> **Exercise goal**:
When the line containing "Target: woman's hand" is found in the data below, copy it and each line after it through the line containing "[locate] camera (one", exactly and with no others.

(Referring expression pointing data)
- - -
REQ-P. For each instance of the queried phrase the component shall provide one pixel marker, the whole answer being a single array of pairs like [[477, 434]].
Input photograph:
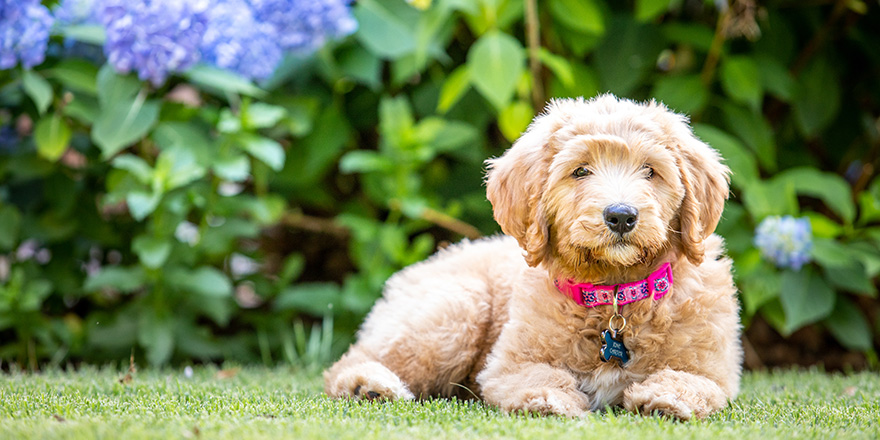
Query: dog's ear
[[706, 186], [515, 184]]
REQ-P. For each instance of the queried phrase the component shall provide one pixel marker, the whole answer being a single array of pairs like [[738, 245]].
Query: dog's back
[[430, 333]]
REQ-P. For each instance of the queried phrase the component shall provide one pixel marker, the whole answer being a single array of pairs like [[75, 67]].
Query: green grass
[[282, 403]]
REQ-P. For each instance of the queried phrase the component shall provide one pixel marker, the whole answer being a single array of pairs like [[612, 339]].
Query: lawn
[[284, 403]]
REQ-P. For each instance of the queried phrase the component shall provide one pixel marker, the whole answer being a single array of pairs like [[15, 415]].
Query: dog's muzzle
[[621, 218]]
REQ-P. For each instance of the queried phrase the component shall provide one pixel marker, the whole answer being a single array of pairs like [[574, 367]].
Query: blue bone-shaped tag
[[613, 348]]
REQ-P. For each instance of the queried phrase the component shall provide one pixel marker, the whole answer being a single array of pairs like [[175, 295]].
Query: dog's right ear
[[515, 184]]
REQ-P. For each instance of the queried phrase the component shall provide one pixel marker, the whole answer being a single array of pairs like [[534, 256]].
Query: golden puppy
[[608, 289]]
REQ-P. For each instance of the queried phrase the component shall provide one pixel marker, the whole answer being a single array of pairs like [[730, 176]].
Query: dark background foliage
[[222, 219]]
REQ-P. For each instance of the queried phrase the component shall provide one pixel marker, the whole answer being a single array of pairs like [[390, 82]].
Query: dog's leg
[[357, 375], [533, 387], [675, 393]]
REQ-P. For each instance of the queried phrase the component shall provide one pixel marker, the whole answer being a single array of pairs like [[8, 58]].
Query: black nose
[[621, 218]]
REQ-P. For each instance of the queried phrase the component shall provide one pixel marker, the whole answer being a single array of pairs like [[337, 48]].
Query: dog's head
[[607, 182]]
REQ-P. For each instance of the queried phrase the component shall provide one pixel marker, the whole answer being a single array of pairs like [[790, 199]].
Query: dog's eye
[[581, 172]]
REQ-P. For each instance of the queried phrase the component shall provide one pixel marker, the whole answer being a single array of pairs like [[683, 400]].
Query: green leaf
[[805, 297], [764, 198], [364, 66], [363, 161], [683, 93], [584, 16], [382, 32], [817, 99], [38, 89], [83, 108], [849, 326], [10, 224], [138, 167], [831, 253], [316, 299], [141, 204], [152, 251], [123, 279], [754, 130], [514, 119], [113, 87], [741, 80], [176, 167], [759, 287], [647, 10], [123, 123], [828, 187], [776, 78], [205, 280], [457, 83], [851, 278], [628, 53], [262, 115], [496, 62], [291, 269], [156, 335], [213, 79], [86, 33], [232, 167], [559, 65], [52, 134], [586, 83], [395, 121], [453, 135], [742, 163], [76, 74], [264, 149], [823, 227]]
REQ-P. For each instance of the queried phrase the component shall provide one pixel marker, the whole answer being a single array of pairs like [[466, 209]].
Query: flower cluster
[[304, 25], [24, 33], [235, 40], [158, 37], [153, 37], [70, 12], [786, 241]]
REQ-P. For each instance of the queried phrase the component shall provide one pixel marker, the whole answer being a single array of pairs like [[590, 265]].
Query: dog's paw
[[661, 404], [675, 394], [547, 401], [370, 381]]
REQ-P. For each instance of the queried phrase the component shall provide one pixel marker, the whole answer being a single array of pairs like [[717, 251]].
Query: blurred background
[[191, 181]]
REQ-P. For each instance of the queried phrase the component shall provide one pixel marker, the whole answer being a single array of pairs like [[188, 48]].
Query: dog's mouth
[[617, 252]]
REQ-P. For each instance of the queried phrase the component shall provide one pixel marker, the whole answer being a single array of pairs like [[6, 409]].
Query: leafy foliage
[[202, 217]]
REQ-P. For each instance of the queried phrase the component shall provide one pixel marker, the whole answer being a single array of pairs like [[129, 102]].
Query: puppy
[[609, 287]]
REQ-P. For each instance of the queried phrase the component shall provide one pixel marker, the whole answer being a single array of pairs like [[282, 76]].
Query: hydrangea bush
[[785, 241], [198, 180]]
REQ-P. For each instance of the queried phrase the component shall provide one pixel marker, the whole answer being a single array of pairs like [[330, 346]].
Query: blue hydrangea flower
[[8, 139], [785, 241], [305, 25], [236, 41], [70, 12], [24, 33], [153, 37]]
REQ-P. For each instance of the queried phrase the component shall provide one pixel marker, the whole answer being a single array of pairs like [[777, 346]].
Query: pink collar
[[588, 295]]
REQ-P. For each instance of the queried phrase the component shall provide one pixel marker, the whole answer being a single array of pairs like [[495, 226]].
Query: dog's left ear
[[706, 184]]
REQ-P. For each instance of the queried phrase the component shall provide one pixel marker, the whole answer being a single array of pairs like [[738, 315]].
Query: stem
[[819, 38], [533, 35], [715, 50]]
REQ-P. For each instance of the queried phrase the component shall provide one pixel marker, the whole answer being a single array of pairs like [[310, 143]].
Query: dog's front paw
[[546, 401], [370, 381], [675, 394], [650, 399]]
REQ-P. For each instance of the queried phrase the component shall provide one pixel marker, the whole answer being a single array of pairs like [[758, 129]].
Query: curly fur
[[483, 318]]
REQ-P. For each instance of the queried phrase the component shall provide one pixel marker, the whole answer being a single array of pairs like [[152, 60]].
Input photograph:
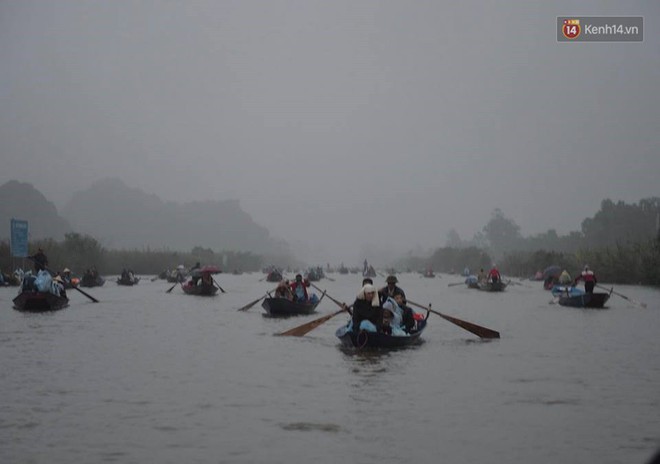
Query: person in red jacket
[[494, 275], [589, 278], [299, 289]]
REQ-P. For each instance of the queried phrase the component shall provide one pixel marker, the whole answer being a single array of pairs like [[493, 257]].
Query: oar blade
[[87, 295], [309, 326], [169, 290], [482, 332], [249, 305], [478, 330]]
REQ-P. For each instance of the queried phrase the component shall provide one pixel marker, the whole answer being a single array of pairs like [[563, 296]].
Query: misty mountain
[[123, 217], [20, 200]]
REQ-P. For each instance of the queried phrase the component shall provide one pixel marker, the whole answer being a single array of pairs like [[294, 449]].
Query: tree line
[[621, 242], [80, 252]]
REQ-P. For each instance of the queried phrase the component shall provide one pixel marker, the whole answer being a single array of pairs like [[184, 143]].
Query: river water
[[146, 376]]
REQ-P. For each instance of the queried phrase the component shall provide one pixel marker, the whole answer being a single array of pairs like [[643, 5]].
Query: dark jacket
[[362, 310], [40, 261], [384, 293]]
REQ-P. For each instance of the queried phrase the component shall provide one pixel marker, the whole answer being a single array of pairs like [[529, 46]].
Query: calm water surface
[[146, 376]]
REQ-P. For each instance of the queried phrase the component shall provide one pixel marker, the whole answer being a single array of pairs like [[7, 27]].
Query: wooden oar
[[218, 285], [172, 287], [338, 303], [643, 305], [478, 330], [249, 305], [86, 294], [309, 326]]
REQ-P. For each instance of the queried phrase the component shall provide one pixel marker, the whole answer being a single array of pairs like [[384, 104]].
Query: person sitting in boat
[[589, 278], [40, 261], [283, 290], [565, 278], [390, 289], [481, 277], [494, 275], [206, 280], [58, 286], [197, 265], [367, 312], [393, 316], [299, 289], [66, 276]]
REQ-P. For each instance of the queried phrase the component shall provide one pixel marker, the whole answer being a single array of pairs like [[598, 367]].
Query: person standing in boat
[[283, 290], [565, 278], [390, 289], [299, 289], [207, 280], [494, 275], [59, 286], [481, 277], [589, 278], [40, 261], [367, 312], [398, 319]]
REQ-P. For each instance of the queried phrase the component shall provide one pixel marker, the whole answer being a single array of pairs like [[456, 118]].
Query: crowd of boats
[[378, 317]]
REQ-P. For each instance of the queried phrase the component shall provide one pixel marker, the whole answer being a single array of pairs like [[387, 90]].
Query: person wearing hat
[[299, 289], [59, 285], [40, 261], [367, 312], [66, 277], [589, 278], [390, 290], [494, 275]]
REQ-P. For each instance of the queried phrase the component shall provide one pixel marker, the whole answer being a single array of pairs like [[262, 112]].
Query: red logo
[[571, 28]]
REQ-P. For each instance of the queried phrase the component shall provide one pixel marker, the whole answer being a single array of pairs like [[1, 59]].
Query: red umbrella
[[210, 269]]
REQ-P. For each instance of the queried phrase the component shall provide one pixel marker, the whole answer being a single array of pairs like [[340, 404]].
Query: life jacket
[[588, 276]]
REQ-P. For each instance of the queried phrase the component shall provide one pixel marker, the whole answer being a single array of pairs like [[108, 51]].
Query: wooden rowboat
[[201, 290], [366, 339], [283, 307], [588, 300], [39, 301]]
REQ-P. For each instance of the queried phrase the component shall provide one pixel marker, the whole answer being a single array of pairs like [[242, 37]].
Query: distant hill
[[20, 200], [123, 217]]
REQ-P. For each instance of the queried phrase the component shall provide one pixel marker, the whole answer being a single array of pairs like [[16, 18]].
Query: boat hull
[[492, 286], [588, 300], [274, 277], [376, 340], [92, 282], [200, 290], [282, 307], [39, 302]]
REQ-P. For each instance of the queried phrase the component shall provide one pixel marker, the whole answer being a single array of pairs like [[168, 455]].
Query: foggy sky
[[336, 123]]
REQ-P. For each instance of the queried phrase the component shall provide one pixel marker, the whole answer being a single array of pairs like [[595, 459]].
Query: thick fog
[[337, 124]]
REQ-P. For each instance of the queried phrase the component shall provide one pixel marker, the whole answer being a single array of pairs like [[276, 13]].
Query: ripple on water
[[311, 427]]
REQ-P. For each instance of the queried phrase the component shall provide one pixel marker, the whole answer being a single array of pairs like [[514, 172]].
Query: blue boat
[[364, 339]]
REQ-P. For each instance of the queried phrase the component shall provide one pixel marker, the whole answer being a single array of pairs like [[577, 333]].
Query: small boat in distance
[[283, 307], [586, 300], [39, 301], [364, 339]]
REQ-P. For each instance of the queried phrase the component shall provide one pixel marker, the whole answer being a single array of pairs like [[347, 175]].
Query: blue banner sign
[[19, 235]]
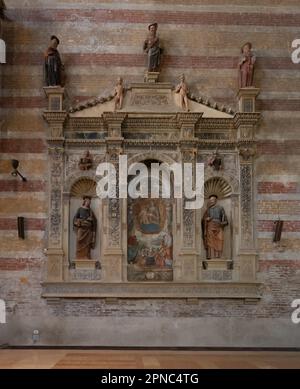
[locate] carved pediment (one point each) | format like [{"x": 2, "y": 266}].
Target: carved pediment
[{"x": 147, "y": 97}]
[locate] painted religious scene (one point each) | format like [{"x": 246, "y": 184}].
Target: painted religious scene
[{"x": 150, "y": 240}]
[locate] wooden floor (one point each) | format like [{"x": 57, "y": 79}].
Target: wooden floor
[{"x": 109, "y": 359}]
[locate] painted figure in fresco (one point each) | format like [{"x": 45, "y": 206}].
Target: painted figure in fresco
[
  {"x": 149, "y": 218},
  {"x": 85, "y": 224},
  {"x": 119, "y": 94},
  {"x": 152, "y": 48},
  {"x": 215, "y": 161},
  {"x": 53, "y": 64},
  {"x": 246, "y": 66},
  {"x": 183, "y": 91},
  {"x": 213, "y": 223},
  {"x": 86, "y": 162},
  {"x": 164, "y": 254}
]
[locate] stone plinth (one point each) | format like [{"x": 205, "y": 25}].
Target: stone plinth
[{"x": 217, "y": 263}]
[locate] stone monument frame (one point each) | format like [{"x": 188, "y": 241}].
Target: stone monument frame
[{"x": 175, "y": 136}]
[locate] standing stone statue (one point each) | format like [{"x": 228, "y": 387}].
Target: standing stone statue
[
  {"x": 152, "y": 48},
  {"x": 246, "y": 66},
  {"x": 85, "y": 224},
  {"x": 86, "y": 162},
  {"x": 53, "y": 64},
  {"x": 213, "y": 223},
  {"x": 183, "y": 90}
]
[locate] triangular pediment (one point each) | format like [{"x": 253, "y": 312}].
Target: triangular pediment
[{"x": 151, "y": 98}]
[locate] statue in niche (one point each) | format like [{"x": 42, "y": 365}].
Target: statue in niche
[
  {"x": 246, "y": 66},
  {"x": 215, "y": 161},
  {"x": 183, "y": 91},
  {"x": 152, "y": 48},
  {"x": 86, "y": 162},
  {"x": 85, "y": 224},
  {"x": 213, "y": 223},
  {"x": 119, "y": 94},
  {"x": 53, "y": 64}
]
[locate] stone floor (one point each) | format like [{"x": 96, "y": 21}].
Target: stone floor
[{"x": 148, "y": 359}]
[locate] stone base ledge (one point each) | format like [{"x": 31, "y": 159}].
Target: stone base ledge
[{"x": 152, "y": 290}]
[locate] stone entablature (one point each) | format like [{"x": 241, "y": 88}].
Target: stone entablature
[{"x": 151, "y": 126}]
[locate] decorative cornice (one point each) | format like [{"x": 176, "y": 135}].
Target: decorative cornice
[
  {"x": 232, "y": 290},
  {"x": 55, "y": 116},
  {"x": 211, "y": 104},
  {"x": 245, "y": 118}
]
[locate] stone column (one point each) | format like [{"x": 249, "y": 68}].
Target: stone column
[
  {"x": 55, "y": 139},
  {"x": 113, "y": 256},
  {"x": 246, "y": 124},
  {"x": 188, "y": 255}
]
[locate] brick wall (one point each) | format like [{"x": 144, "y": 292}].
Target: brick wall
[{"x": 103, "y": 40}]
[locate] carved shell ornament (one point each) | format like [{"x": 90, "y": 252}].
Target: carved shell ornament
[
  {"x": 82, "y": 187},
  {"x": 217, "y": 186}
]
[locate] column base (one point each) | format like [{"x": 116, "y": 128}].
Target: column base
[{"x": 218, "y": 263}]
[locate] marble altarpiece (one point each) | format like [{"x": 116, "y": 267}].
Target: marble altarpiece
[{"x": 151, "y": 248}]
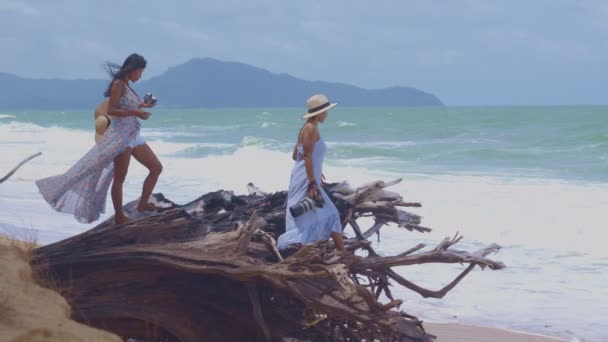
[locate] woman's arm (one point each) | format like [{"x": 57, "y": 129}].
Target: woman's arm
[
  {"x": 117, "y": 90},
  {"x": 308, "y": 143}
]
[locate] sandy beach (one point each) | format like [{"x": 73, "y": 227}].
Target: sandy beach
[
  {"x": 30, "y": 312},
  {"x": 452, "y": 332}
]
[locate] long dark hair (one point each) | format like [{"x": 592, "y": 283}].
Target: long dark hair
[{"x": 133, "y": 62}]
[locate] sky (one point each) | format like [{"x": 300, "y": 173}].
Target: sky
[{"x": 467, "y": 52}]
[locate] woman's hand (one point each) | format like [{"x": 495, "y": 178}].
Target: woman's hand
[
  {"x": 145, "y": 105},
  {"x": 142, "y": 114},
  {"x": 313, "y": 190}
]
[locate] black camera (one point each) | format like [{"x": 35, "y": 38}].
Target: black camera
[
  {"x": 149, "y": 99},
  {"x": 306, "y": 204}
]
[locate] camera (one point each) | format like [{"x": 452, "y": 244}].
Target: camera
[
  {"x": 306, "y": 204},
  {"x": 149, "y": 99}
]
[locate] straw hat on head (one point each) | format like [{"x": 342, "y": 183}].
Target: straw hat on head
[
  {"x": 102, "y": 120},
  {"x": 318, "y": 104}
]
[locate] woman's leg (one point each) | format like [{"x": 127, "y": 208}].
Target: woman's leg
[
  {"x": 145, "y": 155},
  {"x": 121, "y": 166}
]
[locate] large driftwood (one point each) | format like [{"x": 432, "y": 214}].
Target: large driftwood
[{"x": 210, "y": 271}]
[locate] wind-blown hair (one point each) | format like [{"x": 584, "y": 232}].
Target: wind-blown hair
[{"x": 133, "y": 62}]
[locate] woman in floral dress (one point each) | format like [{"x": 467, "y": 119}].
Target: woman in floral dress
[{"x": 82, "y": 190}]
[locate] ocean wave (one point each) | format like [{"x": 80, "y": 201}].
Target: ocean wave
[
  {"x": 346, "y": 124},
  {"x": 262, "y": 142},
  {"x": 206, "y": 149},
  {"x": 388, "y": 144},
  {"x": 267, "y": 124}
]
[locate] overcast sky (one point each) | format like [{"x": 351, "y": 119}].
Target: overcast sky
[{"x": 467, "y": 52}]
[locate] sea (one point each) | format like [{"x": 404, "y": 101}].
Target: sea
[{"x": 531, "y": 179}]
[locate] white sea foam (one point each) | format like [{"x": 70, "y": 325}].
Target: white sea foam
[
  {"x": 267, "y": 124},
  {"x": 556, "y": 264},
  {"x": 346, "y": 124}
]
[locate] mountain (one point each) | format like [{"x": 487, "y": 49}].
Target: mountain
[{"x": 205, "y": 83}]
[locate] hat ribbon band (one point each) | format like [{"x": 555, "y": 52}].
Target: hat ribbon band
[{"x": 317, "y": 108}]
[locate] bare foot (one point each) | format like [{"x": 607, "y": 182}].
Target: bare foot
[
  {"x": 146, "y": 206},
  {"x": 122, "y": 219}
]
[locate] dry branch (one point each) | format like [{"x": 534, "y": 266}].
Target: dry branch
[{"x": 210, "y": 270}]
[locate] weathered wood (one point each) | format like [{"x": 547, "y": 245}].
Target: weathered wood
[{"x": 209, "y": 270}]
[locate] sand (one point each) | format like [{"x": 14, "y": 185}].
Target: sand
[
  {"x": 29, "y": 312},
  {"x": 452, "y": 332}
]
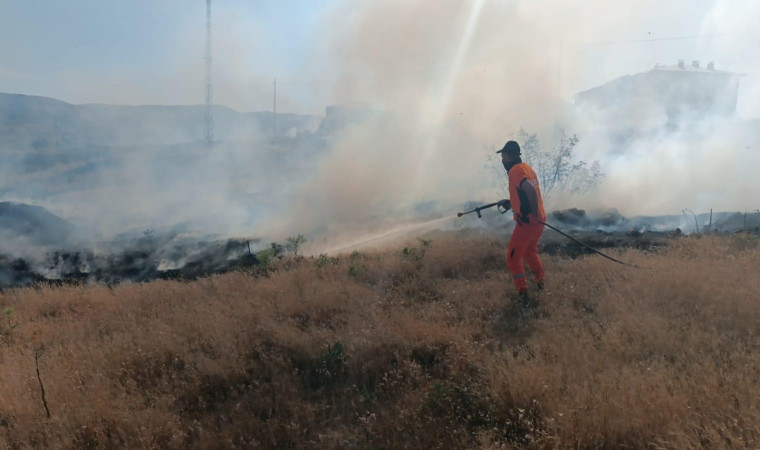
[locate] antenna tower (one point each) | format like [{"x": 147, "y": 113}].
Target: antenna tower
[{"x": 208, "y": 117}]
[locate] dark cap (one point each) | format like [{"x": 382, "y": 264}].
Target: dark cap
[{"x": 511, "y": 148}]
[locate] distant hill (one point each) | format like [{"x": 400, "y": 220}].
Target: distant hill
[
  {"x": 41, "y": 123},
  {"x": 32, "y": 223}
]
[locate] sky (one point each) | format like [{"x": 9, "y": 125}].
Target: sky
[{"x": 152, "y": 51}]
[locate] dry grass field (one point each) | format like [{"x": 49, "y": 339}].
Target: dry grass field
[{"x": 419, "y": 347}]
- - -
> **Task result**:
Target: woman's hand
[
  {"x": 145, "y": 105},
  {"x": 142, "y": 114},
  {"x": 313, "y": 190}
]
[locate] black camera (one point each) | format like [{"x": 35, "y": 38}].
Target: black camera
[
  {"x": 149, "y": 99},
  {"x": 306, "y": 204}
]
[locate] camera (one point each) | format like [{"x": 452, "y": 244}].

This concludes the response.